◆ **What you are asked to do**:
Continue the essay on fear and isolation below, picking up right after its last sentence. The items that follow the essay are not part of it.

◆ **Excerpt to read**:
= Beginning of Section =

The Cost of Isolation
“Anxiety is the dizziness of freedom.”
There’s a fantastic series on PBS called “This Emotional Life” that explores the nature of our emotions and how the brain reacts in all sorts of funny ways.
When describing fear, this series talks about the function of our amygdala and its relationship with the prefrontal cortex. Our amygdala triggers the emotions we feel when we are in a situation that we should fear. That sudden rush of dizziness when you are standing on a high ledge, or facing a dangerous animal in the wild...that’s your amygdala saying, “This isn’t good, you need to fight or run!”
Our Brain's Response to Fear
This is communicated through a primary highway to the prefrontal cortex - the decision-making part of our brain. It’s almost instantaneous. It’s the autobahn of our brains allowing us to survive dangerous situations. My friends make fun of me for a moment in high school when we saw a small shark fin in the shallows of the ocean - I was half a mile away before I even realized I was running. My amygdala responded (quite perfectly in my opinion…) to what I perceived as all but certain death...it was time to get out of there.
The difficult piece to this is that the response from the prefrontal cortex back to the amygdala is described as occurring on “back roads.” The messages travel pretty slowly in response to that initial panicked message of “time to fight or run!” So we often do not realize we are not in real danger for a bit. This is how phobias develop. An emotional response is triggered early in life, and your brain is now conditioned to respond this way each time (though again, if it’s sharks, you are totally right to condition your brain to respond in fear…) It takes a while for our prefrontal cortex to tell our amygdalas to chill out. We are left in a state of anxiety, panic, and fear. Ultimately, we lose some ability to make informed decisions because we just want relief.
The Problem with Our Response
This creates a problem for us in our highly developed world. I believe we are conditioning responses to a lot of stimuli in our life that cause us fear. Unfortunately, our response has shifted to isolation.

= End of Section =

◆ **Entries shown**:
= Beginning of Section =

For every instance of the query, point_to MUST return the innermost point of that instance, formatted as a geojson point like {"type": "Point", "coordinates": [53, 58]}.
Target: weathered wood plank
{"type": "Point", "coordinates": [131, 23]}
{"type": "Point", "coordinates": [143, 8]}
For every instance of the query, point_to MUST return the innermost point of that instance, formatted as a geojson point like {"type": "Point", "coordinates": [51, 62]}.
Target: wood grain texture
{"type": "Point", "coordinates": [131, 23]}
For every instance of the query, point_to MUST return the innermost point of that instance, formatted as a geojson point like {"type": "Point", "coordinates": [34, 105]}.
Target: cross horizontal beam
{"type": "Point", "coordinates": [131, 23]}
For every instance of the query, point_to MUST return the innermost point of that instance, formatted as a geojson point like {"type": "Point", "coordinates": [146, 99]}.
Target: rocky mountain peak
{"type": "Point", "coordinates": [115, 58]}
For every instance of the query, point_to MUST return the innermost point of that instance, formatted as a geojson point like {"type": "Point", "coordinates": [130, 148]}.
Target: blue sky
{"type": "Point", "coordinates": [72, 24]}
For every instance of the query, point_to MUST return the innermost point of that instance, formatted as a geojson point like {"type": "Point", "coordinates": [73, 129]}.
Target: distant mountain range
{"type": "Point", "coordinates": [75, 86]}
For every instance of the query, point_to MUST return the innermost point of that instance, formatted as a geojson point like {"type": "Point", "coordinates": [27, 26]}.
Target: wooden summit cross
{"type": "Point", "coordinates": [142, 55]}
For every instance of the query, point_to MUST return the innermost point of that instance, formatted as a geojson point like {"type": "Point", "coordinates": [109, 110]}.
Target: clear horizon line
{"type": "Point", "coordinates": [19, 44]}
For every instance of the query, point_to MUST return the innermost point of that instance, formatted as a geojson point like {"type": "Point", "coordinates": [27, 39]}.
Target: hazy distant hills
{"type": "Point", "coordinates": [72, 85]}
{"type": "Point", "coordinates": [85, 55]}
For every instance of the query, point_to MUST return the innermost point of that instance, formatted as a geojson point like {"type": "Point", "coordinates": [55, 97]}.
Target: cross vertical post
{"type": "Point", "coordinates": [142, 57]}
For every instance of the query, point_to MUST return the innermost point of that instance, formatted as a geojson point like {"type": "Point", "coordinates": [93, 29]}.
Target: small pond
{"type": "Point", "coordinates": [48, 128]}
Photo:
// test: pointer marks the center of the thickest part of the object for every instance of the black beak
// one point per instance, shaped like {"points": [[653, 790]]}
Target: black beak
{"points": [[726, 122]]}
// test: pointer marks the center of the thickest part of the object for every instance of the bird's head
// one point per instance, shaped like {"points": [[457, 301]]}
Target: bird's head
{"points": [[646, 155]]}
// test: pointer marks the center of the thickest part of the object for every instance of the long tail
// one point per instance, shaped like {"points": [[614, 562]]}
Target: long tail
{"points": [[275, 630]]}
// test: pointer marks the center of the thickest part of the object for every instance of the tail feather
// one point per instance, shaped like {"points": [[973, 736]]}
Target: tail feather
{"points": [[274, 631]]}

= End of Section =

◆ **Reply**:
For most of us, we are not facing the terrifying killers everyday our ancestors did. But our brains still have this function to save us. However, it is saving us from things like being authentic with those around us and being honest with where we are. Bear with me - I don’t want to overstate this but I think it’s real:
When we feel the anxiety of our brokenness, we respond with a desire to fight this brokenness (“I can overcome this”) or to flee (“I can’t possibly tell anyone I did this”). We move away from relationship into a survival mode. And we are carrying the weight of this fear and anxiety deep within us every day.
The fear of being known is something I think a lot about because it is one of the primary reasons people end up in therapy. There is a cost to keeping everything hidden. We feel like we are surviving because it pushes the anxiety and fear way, but we have conditioned our minds to believe it is good for us. We feel the rush of guilt and shame, fearing that we have once again committed that one sin we said we would stop, and instead of hearing the messages from our prefrontal cortex telling us to slow down, we stay silent and fight or run on our own.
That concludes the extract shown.